How to complete this task
Once the line containing "Can you see the white cloud" is found in the listing below, return it and each line after it through the last, exactly as given.

Record excerpts
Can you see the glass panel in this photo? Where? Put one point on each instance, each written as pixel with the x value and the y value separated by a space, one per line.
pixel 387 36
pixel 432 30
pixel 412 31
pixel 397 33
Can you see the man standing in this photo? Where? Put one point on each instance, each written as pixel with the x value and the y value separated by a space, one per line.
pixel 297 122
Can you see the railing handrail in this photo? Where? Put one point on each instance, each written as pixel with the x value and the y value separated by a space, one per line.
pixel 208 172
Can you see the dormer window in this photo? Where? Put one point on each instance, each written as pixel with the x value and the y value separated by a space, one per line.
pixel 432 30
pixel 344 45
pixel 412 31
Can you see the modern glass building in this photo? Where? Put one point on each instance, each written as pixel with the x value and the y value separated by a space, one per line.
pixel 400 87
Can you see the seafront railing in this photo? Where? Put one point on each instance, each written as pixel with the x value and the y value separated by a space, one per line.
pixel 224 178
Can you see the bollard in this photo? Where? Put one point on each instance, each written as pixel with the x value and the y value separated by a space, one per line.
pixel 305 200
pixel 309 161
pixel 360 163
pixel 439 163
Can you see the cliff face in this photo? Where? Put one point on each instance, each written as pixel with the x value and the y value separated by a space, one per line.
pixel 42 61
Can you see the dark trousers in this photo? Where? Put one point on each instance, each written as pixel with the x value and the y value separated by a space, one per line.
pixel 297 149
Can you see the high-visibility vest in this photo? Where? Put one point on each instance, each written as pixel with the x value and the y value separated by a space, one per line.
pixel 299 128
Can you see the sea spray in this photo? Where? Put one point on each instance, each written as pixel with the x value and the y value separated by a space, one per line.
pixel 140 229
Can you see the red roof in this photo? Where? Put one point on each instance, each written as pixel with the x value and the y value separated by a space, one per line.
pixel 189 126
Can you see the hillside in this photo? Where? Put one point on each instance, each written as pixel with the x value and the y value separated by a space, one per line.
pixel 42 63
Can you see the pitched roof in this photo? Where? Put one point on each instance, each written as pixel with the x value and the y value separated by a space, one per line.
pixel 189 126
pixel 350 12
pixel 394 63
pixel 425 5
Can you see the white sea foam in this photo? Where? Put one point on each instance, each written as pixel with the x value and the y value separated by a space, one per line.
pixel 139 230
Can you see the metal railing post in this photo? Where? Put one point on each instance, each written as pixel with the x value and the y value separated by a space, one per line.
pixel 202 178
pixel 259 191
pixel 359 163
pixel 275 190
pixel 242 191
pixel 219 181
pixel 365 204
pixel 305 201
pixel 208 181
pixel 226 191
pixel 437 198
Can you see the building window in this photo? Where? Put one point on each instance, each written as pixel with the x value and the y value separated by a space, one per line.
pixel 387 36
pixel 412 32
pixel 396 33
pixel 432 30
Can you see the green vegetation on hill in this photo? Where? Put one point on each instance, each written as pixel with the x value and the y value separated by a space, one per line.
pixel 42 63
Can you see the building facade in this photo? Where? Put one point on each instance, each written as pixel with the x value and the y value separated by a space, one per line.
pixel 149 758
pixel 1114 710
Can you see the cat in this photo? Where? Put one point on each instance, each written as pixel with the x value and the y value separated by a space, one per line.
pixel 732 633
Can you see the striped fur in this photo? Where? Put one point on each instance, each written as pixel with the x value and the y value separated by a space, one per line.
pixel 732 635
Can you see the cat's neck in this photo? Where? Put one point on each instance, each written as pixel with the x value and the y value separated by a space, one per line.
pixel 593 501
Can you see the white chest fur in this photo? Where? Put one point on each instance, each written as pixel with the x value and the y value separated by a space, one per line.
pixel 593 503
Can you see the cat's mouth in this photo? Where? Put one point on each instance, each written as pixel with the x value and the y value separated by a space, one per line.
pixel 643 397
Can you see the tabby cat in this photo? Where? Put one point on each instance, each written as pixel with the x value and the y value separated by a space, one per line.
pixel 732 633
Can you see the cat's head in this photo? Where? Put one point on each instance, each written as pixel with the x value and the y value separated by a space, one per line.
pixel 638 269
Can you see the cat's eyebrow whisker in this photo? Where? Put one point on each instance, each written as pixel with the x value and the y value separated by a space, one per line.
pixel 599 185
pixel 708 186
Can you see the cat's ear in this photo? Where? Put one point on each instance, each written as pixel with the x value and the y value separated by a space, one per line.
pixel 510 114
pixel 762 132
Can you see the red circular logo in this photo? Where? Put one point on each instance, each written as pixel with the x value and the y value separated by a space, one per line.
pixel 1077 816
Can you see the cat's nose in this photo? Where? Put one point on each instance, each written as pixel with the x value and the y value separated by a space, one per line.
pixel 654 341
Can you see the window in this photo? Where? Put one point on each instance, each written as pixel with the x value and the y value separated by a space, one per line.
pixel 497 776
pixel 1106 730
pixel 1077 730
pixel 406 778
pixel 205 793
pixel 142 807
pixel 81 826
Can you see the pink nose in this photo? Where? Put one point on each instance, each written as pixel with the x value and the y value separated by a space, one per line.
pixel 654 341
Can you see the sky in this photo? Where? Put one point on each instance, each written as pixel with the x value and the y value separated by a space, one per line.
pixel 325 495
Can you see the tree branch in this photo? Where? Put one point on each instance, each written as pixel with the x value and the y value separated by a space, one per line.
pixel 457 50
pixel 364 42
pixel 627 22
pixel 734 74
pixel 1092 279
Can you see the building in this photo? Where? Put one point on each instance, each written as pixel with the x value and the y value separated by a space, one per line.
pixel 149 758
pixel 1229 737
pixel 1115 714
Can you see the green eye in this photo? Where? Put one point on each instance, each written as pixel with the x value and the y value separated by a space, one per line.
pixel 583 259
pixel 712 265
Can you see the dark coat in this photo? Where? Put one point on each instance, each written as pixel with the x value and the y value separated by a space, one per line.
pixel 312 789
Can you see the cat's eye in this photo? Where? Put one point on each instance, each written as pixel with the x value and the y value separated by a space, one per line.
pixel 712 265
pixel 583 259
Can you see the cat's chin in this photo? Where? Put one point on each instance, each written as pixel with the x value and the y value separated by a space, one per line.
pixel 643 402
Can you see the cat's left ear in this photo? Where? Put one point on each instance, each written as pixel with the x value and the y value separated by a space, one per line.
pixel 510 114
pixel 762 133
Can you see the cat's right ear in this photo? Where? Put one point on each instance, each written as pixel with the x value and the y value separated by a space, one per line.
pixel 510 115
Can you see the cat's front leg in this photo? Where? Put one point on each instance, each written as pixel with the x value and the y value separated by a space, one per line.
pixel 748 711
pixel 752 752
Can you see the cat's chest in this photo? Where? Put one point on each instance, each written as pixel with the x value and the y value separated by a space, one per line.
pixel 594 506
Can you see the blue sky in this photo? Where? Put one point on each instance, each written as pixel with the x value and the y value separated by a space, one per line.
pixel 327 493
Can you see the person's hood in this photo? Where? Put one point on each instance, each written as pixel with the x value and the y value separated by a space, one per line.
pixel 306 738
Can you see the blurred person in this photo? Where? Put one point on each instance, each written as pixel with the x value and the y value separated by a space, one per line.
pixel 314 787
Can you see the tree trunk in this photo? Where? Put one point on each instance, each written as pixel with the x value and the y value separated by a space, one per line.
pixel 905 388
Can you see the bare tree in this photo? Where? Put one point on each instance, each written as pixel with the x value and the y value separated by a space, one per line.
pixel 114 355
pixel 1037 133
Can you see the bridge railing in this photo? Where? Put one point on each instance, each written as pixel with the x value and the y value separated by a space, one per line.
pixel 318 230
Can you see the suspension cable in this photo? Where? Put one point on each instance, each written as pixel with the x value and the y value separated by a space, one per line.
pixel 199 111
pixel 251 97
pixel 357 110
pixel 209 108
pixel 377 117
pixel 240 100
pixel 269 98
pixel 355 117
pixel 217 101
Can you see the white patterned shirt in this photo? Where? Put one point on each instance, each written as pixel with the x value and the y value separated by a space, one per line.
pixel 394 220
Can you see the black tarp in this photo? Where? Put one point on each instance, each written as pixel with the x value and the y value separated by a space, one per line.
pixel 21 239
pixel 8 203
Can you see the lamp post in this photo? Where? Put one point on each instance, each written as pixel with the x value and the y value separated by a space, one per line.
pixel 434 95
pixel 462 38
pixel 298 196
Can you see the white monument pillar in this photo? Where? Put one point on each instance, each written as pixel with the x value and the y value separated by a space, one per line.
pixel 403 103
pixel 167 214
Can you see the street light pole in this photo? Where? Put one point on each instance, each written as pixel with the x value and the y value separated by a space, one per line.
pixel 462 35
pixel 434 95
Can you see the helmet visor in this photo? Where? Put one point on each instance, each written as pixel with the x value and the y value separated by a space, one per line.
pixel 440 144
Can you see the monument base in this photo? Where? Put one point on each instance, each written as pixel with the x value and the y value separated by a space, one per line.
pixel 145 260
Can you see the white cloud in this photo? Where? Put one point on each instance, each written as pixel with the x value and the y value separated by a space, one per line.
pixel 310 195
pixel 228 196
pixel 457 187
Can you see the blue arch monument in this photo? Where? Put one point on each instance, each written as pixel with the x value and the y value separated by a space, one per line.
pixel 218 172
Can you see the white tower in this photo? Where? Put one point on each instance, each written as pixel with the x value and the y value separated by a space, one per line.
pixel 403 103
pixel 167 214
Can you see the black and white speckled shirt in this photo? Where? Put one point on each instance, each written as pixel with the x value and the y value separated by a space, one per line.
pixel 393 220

Result of the task
Can you see the white cloud in this photo? Where? Put one point on each instance, each written as pixel with the x value and the y value separated by a space, one per line.
pixel 310 195
pixel 228 196
pixel 457 187
Can you see the blue arch monument in this photo? Where? Put one point on each instance, each written as pixel with the x value and the y value separated by a space, one per line.
pixel 218 172
Can you see the white tower in this photo? Where? Put one point on each instance, each written as pixel with the x value and the y value separated by a space, one per line.
pixel 403 103
pixel 167 214
Can you see the black and white speckled shirt in this photo? Where? Put one point on each instance, each written as pixel with the x value and the y value separated by a space, one per line.
pixel 393 220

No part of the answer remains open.